(Source records)
·····

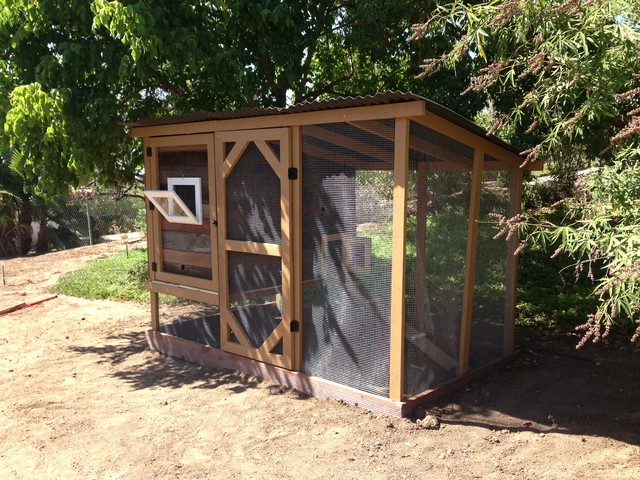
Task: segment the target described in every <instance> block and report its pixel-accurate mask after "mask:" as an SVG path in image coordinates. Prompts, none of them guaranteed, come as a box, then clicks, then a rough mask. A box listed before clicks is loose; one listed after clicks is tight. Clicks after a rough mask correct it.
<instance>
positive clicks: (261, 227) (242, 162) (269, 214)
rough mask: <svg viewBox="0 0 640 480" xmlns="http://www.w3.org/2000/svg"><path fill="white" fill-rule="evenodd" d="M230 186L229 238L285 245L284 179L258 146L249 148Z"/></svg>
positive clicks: (236, 239)
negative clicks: (283, 234) (284, 238)
mask: <svg viewBox="0 0 640 480" xmlns="http://www.w3.org/2000/svg"><path fill="white" fill-rule="evenodd" d="M271 148H272V149H273V150H274V151H275V152H276V153H277V152H278V150H277V149H276V146H271ZM226 185H227V198H226V207H227V238H228V239H229V240H240V241H245V242H260V243H275V244H281V243H282V238H281V237H282V234H281V225H280V216H281V212H280V179H279V178H278V175H276V173H275V172H274V171H273V168H271V165H270V164H269V163H268V161H267V160H266V159H265V158H264V156H263V155H262V152H260V150H258V147H256V145H255V143H250V144H249V145H248V146H247V148H246V150H245V151H244V152H243V154H242V156H241V157H240V159H239V160H238V162H237V163H236V165H235V166H234V168H233V170H232V171H231V173H230V174H229V176H228V177H227V179H226Z"/></svg>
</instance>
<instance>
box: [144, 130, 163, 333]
mask: <svg viewBox="0 0 640 480" xmlns="http://www.w3.org/2000/svg"><path fill="white" fill-rule="evenodd" d="M150 143H151V142H150V141H149V139H148V138H144V139H143V141H142V156H143V159H144V188H145V189H147V190H153V189H156V188H158V180H157V177H158V175H157V171H158V170H157V169H158V167H157V160H156V156H155V152H153V150H151V152H150V151H149V150H148V149H151V146H150ZM149 153H151V154H150V155H149ZM146 202H148V200H146V199H145V203H146ZM146 216H147V258H148V260H149V261H148V262H147V263H148V264H149V265H148V268H149V278H150V279H151V280H153V279H154V278H155V272H154V271H153V269H152V268H151V265H152V263H153V262H156V248H155V245H156V238H157V234H156V224H155V222H154V215H153V212H152V211H151V209H150V208H149V207H148V206H146ZM149 296H150V305H151V330H153V331H154V332H157V331H159V330H160V296H159V295H158V293H157V292H151V291H150V292H149Z"/></svg>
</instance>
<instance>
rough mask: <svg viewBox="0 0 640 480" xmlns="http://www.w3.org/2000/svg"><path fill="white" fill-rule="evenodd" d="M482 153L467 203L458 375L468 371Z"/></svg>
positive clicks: (472, 303) (472, 318)
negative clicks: (466, 218)
mask: <svg viewBox="0 0 640 480" xmlns="http://www.w3.org/2000/svg"><path fill="white" fill-rule="evenodd" d="M483 167H484V152H483V151H482V150H480V149H479V148H475V149H474V152H473V173H472V174H471V175H472V176H471V199H470V202H469V224H468V226H467V255H466V260H465V268H464V291H463V296H462V319H461V322H460V351H459V352H458V375H464V374H465V373H467V371H468V370H469V348H470V346H471V324H472V320H473V290H474V287H475V284H476V256H477V254H478V220H479V218H480V194H481V193H482V175H483Z"/></svg>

·····

* TASK ITEM
Please go through the data above and copy every line that has the word "positive".

* SOLUTION
positive clicks: (261, 227) (242, 162) (269, 214)
positive clicks: (236, 239)
positive clicks: (472, 303) (472, 318)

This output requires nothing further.